DOCUMENT TEXT:
--- Begin ---

Enhanced removal of Cd2+ by nano zero-valent iron modified attapulgite from aqueous solution: Optimal design, characterization and adsorption mechanism

Nano zero-valent iron (nZVI) modified attapulgite composite (nZVI@ATP) was prepared by liquid phase reduction method for Cd2+ removal from aqueous solution. A series of characterization methods confirmed that nZVI particles with a particle size of 50-100 nm were evenly distributes on the surface of attapulgite after pickling, which greatly overcomes the agglomeration of nZVI. Composite material had the optimum removal rate of Cd2+ when the ratio of iron to attapulgite was 1: 2. More than 98% of Cd2+ was removed from aqueous solution using nZVI@ATP at an initial condition of 100 mg/LCd2+ under the conditions of 1 g/L of nZVI@ATP, pH 5.0 and a temperature of 25 degrees C, much higher than that of attapulgite. Kinetic studies revealed that Cd2+ adsorption process followed the pseudo-second-order model, and basically reached the adsorption equilibrium after 2 h, indicating that chemisorption was the dominant adsorption mechanism. Adsorption thermodynamics showed that the adsorption process was a spontaneous endothermic reaction, accompanied by the increase in entropy. The Freundlich adsorption isotherm model could well fit the adsorption process. The presence of Na+, Ca2+ and Mg2+ in the solution strongly inhibited the removal of Cd2+. The mechanism of Cd2+ removal by nZVI@ATP involved multiple processes, mainly including surface-complexation adsorption and precipitation/coprecipitation. The results exhibited that nZVI@ATP has excellent potential as an adsorbent for the removal of Cd2+ from the contaminated water.

--- End ---

RECORD LIST:
--- Begin ---

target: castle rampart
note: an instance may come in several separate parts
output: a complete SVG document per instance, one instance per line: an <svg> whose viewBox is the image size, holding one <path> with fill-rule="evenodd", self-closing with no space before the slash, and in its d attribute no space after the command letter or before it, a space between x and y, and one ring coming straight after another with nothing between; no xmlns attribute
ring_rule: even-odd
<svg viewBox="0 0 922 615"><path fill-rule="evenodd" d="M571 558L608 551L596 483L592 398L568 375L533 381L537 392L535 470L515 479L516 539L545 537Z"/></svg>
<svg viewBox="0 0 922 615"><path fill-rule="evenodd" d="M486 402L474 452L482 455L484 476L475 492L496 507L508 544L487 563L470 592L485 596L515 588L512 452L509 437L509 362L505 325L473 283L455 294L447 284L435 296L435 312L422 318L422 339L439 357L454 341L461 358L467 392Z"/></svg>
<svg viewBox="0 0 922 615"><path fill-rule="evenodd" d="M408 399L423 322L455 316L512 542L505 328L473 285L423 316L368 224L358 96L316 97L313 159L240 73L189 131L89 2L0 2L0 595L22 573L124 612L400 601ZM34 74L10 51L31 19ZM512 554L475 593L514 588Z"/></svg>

--- End ---

Answer these questions using the abstract on Cd2+ removal above.
(a) What particle size did the nZVI particles have?
(b) Which kinetic model did the Cd2+ adsorption process follow?
(c) Which ions in the solution strongly inhibited the removal of Cd2+?

FINISHED TASK:
(a) 50-100 nm
(b) The pseudo-second-order model
(c) Na+, Ca2+ and Mg2+